:: EXTRACT PROVIDED ::
Automated Testing For Protecting Data Pipelines from Undocumented Assumptions

Download Slides

Untested, undocumented assumptions about data in data pipelines create risk, waste time and erode trust in data products. Automated testing has been one of the biggest productivity boosters in modern software development and essential for managing complex codebases. Data science and engineering have been largely missing out on automated testing. This talk introduces Great Expectations, an open-source python framework for bringing data pipelines and products under test. Great Expectations is a python framework for bringing data pipelines and products under test. Like assertions in traditional python unit tests, Expectations provide a flexible, declarative language for describing expected behavior. Unlike traditional unit tests, Great Expectations applies Expectations to data instead of code. We strongly believe that most of the pain caused by accumulating pipeline debt is avoidable.

We built Great Expectations to make it very, very simple to:

  1. Set up your testing framework early
  2. Capture those early learnings while they’re still fresh
  3. Systematically validate new data against them. It’s the best tool we know of for managing the complexity that inevitably grows within data pipelines.

:: GIVEN DATA ::
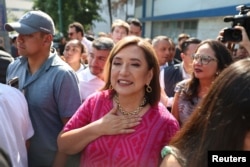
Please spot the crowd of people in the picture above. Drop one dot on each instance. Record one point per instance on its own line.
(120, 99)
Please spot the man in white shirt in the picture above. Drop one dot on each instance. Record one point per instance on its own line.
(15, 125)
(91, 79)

:: COMPLETE THE FOLLOWING ::
(a) After the records, reproduce the part of the Great Expectations talk description starting with "Untested, undocumented assumptions" and going on through "debt is avoidable.".
(b) Using the Great Expectations talk description above the records, answer each of these, marking your answers (i), (ii), and (iii) to match:
(i) What kind of framework does the talk introduce Great Expectations as?
(ii) Unlike traditional unit tests, what does Great Expectations apply Expectations to?
(iii) What is the first thing the numbered list says Great Expectations makes very simple to do?
(c) Extend the Great Expectations talk description, picking up right after its final sentence.

:: ANSWER LIST ::
(a)
Untested, undocumented assumptions about data in data pipelines create risk, waste time and erode trust in data products. Automated testing has been one of the biggest productivity boosters in modern software development and essential for managing complex codebases. Data science and engineering have been largely missing out on automated testing. This talk introduces Great Expectations, an open-source python framework for bringing data pipelines and products under test. Great Expectations is a python framework for bringing data pipelines and products under test. Like assertions in traditional python unit tests, Expectations provide a flexible, declarative language for describing expected behavior. Unlike traditional unit tests, Great Expectations applies Expectations to data instead of code. We strongly believe that most of the pain caused by accumulating pipeline debt is avoidable.

(b)
(i) An open-source python framework for bringing data pipelines and products under test.
(ii) To data instead of code.
(iii) Set up your testing framework early.

(c)
We hope it helps you as much as it’s helped us. Main takeaways:

  • This talk will teach you how to use Great Expectations to get more done with data, faster
  • Save time during data cleaning and munging.
  • Accelerate ETL and data normalization.
  • Streamline analyst-to-engineer handoffs.
  • Monitor data quality in production data pipelines and data products.
  • Simplify debugging for data pipelines if (when) they break.

Watch more Spark + AI sessions here
or
Try Databricks for free

Video Transcript

– Hi, I’m Eugene Mandel, one of the core contributors to Great Expectations and Head of Product for Superconductive, the company behind Great Expectations.

Automated Testing For

And today we will be talking about how to not lose time and even worse, not to lose trust of your colleagues and your users who use your data due to a particular monster; Pipeline Debt.

Here’s the agenda. First we will talk about the concept of pipeline debt and why what is it? Why is it that and how it was created? Then we will introduce Great Expectations. And then we will go over how you can start with Great Expectations.

So what is that pipeline debt we want to beat? It’s a technical debt in data pipelines that mainly occurs as a result of tests that are missing and documentation that is missing. Let’s take a story of a particular of a fairly typical data pipeline.

Let’s say that your company starts a data team.

Your data pipeline

In the beginning it’s probably one data scientist and you’re it. You find some useful data sets, probably maybe the log events that come off the servers of your product, maybe your CRM. You find them useful, you start building a pipeline that takes them, ingest them processes them, combines them and produces something extremely valuable, maybe an analytical table, maybe a dashboard. You show it to other people. Everybody is happy and everything is very good. Now encouraged by your initial success, you’ll get a bit bolder. You’ll notice that for example the analytical table that your pipeline outputs can be very useful to train the model that improves some business process. So you do just that and your pipeline just grew in depth.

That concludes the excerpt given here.